Given text –
Start
Major police discipline now publicly reported in N.J. — but is it enough?

Reformers say other measures will do more to hold law enforcement accountable.

By: - August 10, 2021 7:04 am

The New Jersey Communities for Accountable Policing rallied for police reform at the Statehouse in Trenton on June 21, 2021. ACLU-NJ Executive Director Amol Sinha is pictured (center) speaking to crowd. Photo by Steve Hockstein/HarvardStudio.com.

Monday was supposed to be the start of a “new chapter” in police accountability in New Jersey.

That was the deadline the state Attorney General’s Office set for the state’s 500-plus law enforcement agencies to publicly report major police disciplinary actions.

But the disclosures contain scant details. And some stragglers haven’t yet gotten their reports online. Meanwhile, reformers suspect the records show only a tiny fraction of all alleged disciplinary violations.

While watchdogs welcome any step toward transparency, many say real accountability remains elusive and requires additional, more meaningful reforms.

“This doesn’t go nearly far enough and doesn’t open up information in a way that can be constructively used toward police accountability,” said Joe Marchica, co-chair of Our Revolution Trenton Mercer. “In New Jersey, it’s virtually impossible to get access to individual disciplinary reports unless you’re in the police department itself, or were personally involved in police overreach or violence. So it makes it very difficult to track who the problem police might be.”

Marchica added, “If you can’t hold the ‘few bad apples’ accountable, then you have a system that allows them to hide.”
End
Written exercise 1 –
Answer these questions from the article on New Jersey police discipline:
(a) Who set the deadline for law enforcement agencies to publicly report major police disciplinary actions?
(b) Where did the New Jersey Communities for Accountable Policing rally on June 21, 2021?
(c) Which group does Joe Marchica co-chair?
Written exercise 2 – Retype the passage of the police discipline article that begins at the words "That was the" and ends after "police disciplinary actions.".
The listing that comes next has no connection to the article on New Jersey police discipline.

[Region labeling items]
Start
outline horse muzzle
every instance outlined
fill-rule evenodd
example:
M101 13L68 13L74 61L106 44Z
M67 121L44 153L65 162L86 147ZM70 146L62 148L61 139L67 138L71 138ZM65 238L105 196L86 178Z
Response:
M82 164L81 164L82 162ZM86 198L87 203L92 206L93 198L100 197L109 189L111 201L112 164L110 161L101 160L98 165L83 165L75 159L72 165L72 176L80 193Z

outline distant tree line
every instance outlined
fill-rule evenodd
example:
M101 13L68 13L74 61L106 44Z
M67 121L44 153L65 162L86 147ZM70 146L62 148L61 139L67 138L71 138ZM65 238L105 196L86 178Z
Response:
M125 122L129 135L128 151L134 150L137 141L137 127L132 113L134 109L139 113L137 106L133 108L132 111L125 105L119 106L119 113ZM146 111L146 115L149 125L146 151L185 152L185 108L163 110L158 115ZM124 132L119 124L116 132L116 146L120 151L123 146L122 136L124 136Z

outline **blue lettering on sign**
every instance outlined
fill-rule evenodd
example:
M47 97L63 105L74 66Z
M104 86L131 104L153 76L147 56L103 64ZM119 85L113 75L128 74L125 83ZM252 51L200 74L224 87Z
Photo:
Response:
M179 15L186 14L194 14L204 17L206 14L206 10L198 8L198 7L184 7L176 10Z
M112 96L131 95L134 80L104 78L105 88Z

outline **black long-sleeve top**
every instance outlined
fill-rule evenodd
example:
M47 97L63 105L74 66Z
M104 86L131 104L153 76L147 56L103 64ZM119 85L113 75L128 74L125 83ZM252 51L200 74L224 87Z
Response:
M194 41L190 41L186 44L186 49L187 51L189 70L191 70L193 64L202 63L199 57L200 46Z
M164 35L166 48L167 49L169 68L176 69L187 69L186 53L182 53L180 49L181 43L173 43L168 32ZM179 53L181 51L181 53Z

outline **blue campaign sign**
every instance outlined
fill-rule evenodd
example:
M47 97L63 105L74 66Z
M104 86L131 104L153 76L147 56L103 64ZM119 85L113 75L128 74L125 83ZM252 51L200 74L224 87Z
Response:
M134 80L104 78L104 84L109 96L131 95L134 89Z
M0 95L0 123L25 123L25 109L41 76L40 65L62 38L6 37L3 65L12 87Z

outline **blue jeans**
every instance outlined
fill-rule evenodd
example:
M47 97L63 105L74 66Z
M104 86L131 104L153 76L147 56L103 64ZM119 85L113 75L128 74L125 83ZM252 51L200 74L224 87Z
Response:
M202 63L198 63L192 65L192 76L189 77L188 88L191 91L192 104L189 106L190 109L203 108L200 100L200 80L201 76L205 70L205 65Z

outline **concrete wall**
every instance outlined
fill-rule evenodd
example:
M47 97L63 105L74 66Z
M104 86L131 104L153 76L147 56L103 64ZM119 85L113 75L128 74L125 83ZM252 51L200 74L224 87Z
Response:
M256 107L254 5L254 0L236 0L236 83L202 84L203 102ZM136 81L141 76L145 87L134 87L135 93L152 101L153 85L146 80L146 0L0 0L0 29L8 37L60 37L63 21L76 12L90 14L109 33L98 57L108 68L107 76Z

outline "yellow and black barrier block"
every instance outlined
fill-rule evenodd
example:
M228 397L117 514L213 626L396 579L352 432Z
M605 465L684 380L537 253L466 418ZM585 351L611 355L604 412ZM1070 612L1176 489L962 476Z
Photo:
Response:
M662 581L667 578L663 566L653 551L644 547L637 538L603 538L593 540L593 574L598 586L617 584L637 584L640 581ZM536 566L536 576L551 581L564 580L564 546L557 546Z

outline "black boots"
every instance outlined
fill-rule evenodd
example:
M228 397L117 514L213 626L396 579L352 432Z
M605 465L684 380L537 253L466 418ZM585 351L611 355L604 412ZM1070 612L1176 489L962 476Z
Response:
End
Complete response 1 –
(a) The state Attorney General's Office.
(b) At the Statehouse in Trenton.
(c) Our Revolution Trenton Mercer.

Complete response 2 –
That was the deadline the state Attorney General’s Office set for the state’s 500-plus law enforcement agencies to publicly report major police disciplinary actions.